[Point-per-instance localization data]
^^^^^^^^

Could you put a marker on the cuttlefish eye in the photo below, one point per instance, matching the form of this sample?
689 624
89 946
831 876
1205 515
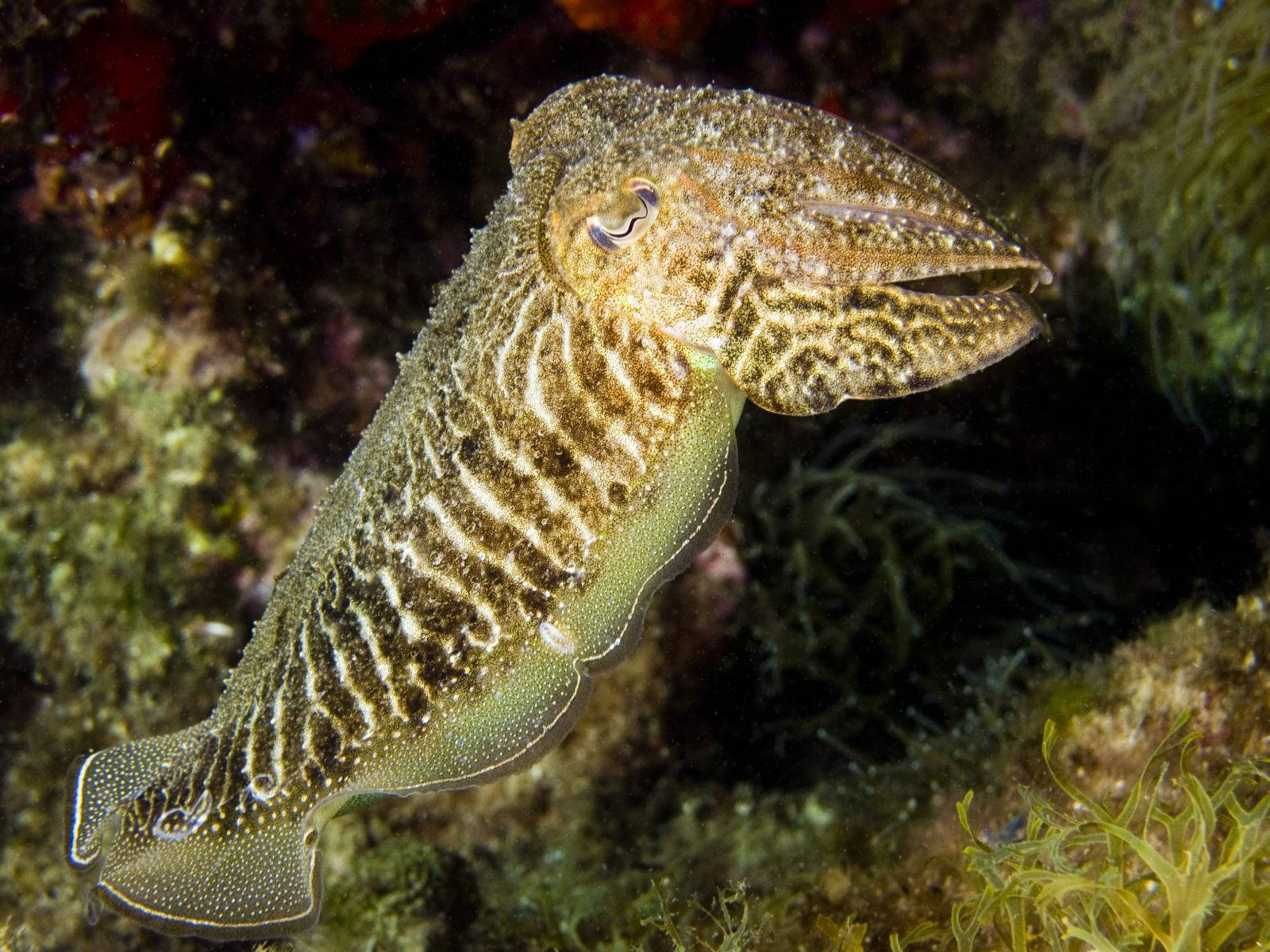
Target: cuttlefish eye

^^^^^^^^

» How to complete this task
A word-for-word copy of the data above is needed, one that omits the pictures.

» Response to this exercise
Could you put a marker on the cuttlefish eye in the photo below, one point per instance, matching the form of this sample?
689 624
89 946
831 876
1205 515
Target: cuttlefish eye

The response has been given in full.